↓
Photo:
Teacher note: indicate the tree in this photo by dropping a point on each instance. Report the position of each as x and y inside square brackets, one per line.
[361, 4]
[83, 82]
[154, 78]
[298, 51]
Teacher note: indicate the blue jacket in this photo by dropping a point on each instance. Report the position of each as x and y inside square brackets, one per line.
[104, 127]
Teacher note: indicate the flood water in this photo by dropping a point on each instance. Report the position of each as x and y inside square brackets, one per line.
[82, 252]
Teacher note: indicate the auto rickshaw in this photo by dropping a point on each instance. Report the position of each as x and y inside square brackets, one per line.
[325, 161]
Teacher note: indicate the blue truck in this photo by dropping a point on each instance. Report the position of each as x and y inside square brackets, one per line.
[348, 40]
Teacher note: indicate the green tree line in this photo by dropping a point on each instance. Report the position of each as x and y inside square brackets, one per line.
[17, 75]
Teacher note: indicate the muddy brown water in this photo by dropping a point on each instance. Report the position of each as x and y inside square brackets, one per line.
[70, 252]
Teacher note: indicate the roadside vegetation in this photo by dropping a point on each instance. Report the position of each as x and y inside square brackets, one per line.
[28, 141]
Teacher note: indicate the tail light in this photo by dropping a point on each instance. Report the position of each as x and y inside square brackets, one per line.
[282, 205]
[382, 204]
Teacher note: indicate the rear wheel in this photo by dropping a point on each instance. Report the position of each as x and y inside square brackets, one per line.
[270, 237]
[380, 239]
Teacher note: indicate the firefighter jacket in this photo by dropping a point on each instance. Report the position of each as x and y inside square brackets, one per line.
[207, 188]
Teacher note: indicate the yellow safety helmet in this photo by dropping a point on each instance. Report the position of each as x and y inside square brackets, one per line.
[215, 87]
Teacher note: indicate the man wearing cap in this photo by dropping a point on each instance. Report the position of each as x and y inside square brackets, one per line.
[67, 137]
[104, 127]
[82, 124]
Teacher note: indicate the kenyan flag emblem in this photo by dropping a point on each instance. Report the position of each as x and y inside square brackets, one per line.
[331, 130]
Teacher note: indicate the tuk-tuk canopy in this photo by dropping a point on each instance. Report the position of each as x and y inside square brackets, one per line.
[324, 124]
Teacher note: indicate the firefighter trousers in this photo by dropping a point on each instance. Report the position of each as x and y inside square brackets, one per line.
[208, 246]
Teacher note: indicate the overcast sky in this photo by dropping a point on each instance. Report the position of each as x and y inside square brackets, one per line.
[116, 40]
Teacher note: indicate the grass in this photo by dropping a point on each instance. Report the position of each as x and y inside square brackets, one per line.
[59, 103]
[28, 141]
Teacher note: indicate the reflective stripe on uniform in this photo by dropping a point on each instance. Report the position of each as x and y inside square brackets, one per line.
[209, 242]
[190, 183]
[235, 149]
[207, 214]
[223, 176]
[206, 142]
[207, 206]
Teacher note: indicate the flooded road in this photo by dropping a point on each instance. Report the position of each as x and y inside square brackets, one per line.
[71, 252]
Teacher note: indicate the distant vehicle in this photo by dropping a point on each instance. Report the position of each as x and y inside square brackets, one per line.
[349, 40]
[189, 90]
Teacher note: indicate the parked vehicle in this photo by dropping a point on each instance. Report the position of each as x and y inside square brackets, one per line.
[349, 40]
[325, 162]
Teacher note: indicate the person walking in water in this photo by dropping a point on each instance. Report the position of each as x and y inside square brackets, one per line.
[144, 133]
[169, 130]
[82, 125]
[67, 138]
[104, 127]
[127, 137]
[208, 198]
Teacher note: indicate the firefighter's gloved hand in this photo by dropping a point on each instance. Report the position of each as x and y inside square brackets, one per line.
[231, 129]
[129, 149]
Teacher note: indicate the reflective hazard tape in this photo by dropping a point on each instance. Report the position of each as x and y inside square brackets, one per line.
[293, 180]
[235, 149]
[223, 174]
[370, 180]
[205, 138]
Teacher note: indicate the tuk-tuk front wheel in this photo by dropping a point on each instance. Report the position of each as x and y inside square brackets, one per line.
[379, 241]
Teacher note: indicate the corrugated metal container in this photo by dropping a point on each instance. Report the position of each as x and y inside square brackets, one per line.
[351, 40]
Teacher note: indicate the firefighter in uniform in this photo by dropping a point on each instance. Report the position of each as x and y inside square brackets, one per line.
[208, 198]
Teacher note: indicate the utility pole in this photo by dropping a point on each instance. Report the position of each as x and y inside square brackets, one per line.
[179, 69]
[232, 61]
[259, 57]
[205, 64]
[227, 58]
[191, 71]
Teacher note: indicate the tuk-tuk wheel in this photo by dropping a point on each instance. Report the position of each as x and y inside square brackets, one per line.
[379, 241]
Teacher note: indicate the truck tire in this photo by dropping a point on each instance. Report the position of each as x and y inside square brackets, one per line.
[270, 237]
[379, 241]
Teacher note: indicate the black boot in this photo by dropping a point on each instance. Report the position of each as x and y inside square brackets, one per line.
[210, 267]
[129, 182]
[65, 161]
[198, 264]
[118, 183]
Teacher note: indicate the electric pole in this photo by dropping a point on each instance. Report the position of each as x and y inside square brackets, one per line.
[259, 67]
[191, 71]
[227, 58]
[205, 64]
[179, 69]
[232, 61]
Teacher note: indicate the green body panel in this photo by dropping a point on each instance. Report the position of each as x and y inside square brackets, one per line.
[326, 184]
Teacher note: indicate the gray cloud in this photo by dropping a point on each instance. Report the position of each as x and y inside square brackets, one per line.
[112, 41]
↑
*THE PROBLEM*. From the first record to the last, copy everything exactly.

*TASK OUTPUT*.
Photo:
Teacher note: indicate the tree in this photo by dropping a point on each instance. Report the position of each as x and y inside square brackets, one per line.
[361, 4]
[83, 82]
[154, 78]
[298, 51]
Teacher note: indicate the blue jacket in this photo by dropping a point on each instance. Report the position of each as x and y inside square brackets, one per line.
[104, 127]
Teacher note: indicate the flood water in this photo by dropping a point on each instance. Report the position of each as x and y inside square brackets, one per line.
[82, 252]
Teacher note: indicate the auto rickshaw in this photo by dropping a point on each instance. Report the position of each as x and y inside square brackets, one per line.
[325, 161]
Teacher note: indicate the blue truck in this photo by dropping a point on each instance. Report the position of each as x and y inside square brackets, one per line.
[348, 40]
Teacher note: indicate the green tree line in this photo by dropping a point on each instance. Report the position of each as x and y inside square brackets, one per line.
[17, 75]
Teacher note: indicate the muddy brown water in this photo by dropping a point on each instance. Report the position of each as x and y inside square brackets, one per line.
[70, 252]
Teacher note: indicate the roadside vegetation in this photo by dropping a point on each instance. Report the position of each as x and y inside square brackets, one per line.
[28, 141]
Teacher note: indicate the tail light in this photo by dropping a point on each instance. Report the position of each as x and y inside square brackets, one per line.
[282, 205]
[382, 204]
Teacher note: indicate the rear wheel in this photo by dropping a point on each instance. Report the position of each as x and y inside square brackets, one per line.
[270, 237]
[380, 239]
Teacher note: indicate the firefighter jacket in this photo by dropping a point on each instance. Report the position of each as x and y inside square brackets, one per line.
[207, 188]
Teacher note: indicate the yellow safety helmet in this photo by dropping a point on each instance. Report the position of each as x and y inside square brackets, one per line.
[215, 87]
Teacher note: indicate the man wearing cap in this photo by dropping a point on each instance. Report the position of each as x and y inside square brackets, one per line.
[67, 137]
[104, 127]
[82, 124]
Teacher note: indicate the kenyan flag emblem in this photo by dropping a point on each instance. Report the position of each as x and y inside square brackets, one per line.
[331, 130]
Teacher note: indicate the tuk-tuk canopy in this photo by dropping a point on each instance. Report the position of each as x and y inside square brackets, one per line.
[324, 124]
Teacher note: indicate the firefighter trousers in this photo by dropping a point on each instance. Report the position of each as x and y inside square brackets, one per line.
[208, 246]
Teacher note: indicate the overcast sky in this photo by dropping a point on each instance. Report the position of each as x and y inside square brackets, one per line.
[116, 40]
Teacher note: indicate the grass in this photo by dropping a point on each instance. Report the position of each as x and y inside square brackets, one per line.
[59, 103]
[28, 141]
Teacher note: indicate the reflective stripe on uniform in this photo by dropping a point on each instance. Report the position of each as x and y inside square brackets, one per line.
[209, 242]
[190, 183]
[235, 149]
[207, 214]
[223, 176]
[206, 142]
[207, 206]
Teacher note: indicate the flooded road in this photo by dropping a point on each instance. Report the position of each as x and y inside square brackets, one per line.
[71, 252]
Teacher note: indicate the distant vehicle in this photo by dropping a point on each instance. Report the position of each as x and y inside square brackets, one per line.
[349, 40]
[189, 90]
Teacher note: indicate the parked vehicle in this photo by dropping a point on each instance. Report the position of each as x and y inside square brackets, one per line.
[349, 40]
[325, 162]
Teacher note: indicate the person walking in water in this photo by dropping a point on each instance. Report the position of each as x and y inside square brackets, one per line.
[144, 133]
[169, 130]
[82, 125]
[67, 138]
[104, 127]
[127, 137]
[208, 198]
Teacher note: indicate the firefighter's gloved hand in this photo by dropping a point on each instance. Report the position of each as x and y inside square brackets, one per line.
[231, 129]
[129, 149]
Teacher note: indicate the reflective hazard tape in this photo by dropping a point on each instance. Report the position of each as x and y inside square brackets, one per line.
[293, 180]
[235, 149]
[223, 174]
[370, 180]
[205, 138]
Teacher note: indicate the tuk-tuk front wheel in this photo by dropping a point on each instance. Report the position of each as x and y inside square brackets, one per line.
[379, 241]
Teacher note: indicate the corrugated metal container in this photo by dropping a point on each instance. Report the position of each as x and y inside square brackets, one per line.
[351, 40]
Teacher note: indicate the firefighter in uniform in this photo by dropping a point on each instance. Report the position of each as x and y inside square brackets, one per line.
[208, 198]
Teacher note: indicate the utility pole in this photo by dropping a point on each instance. Report the position of each as x and y inside square brackets, one per line.
[179, 69]
[232, 61]
[259, 57]
[205, 64]
[227, 58]
[191, 71]
Teacher note: indicate the tuk-tuk wheel in this photo by dropping a point on each instance. Report the position of each as x and y inside square brackets, one per line.
[379, 241]
Teacher note: indicate the truck tire in this photo by dropping a point on each instance. Report the position of each as x and y inside square brackets, one per line.
[270, 237]
[379, 241]
Teacher note: indicate the black boot in this photo by dropping a point on each instance. Report the position of each as x and y inside square brackets, one per line.
[210, 267]
[129, 182]
[65, 161]
[198, 264]
[118, 183]
Teacher note: indicate the electric pole in this photo by dropping a point on each instance. Report the position of each as x and y inside square brackets, one per line.
[259, 67]
[191, 71]
[227, 58]
[205, 64]
[179, 69]
[232, 61]
Teacher note: indicate the green body panel in this photo by dropping a point on each instance. Report the position of each as x and y inside square brackets, one per line.
[326, 184]
Teacher note: indicate the gray cloud in this photo by dropping a point on each instance. Report the position of each as x and y inside square brackets, one per line.
[112, 41]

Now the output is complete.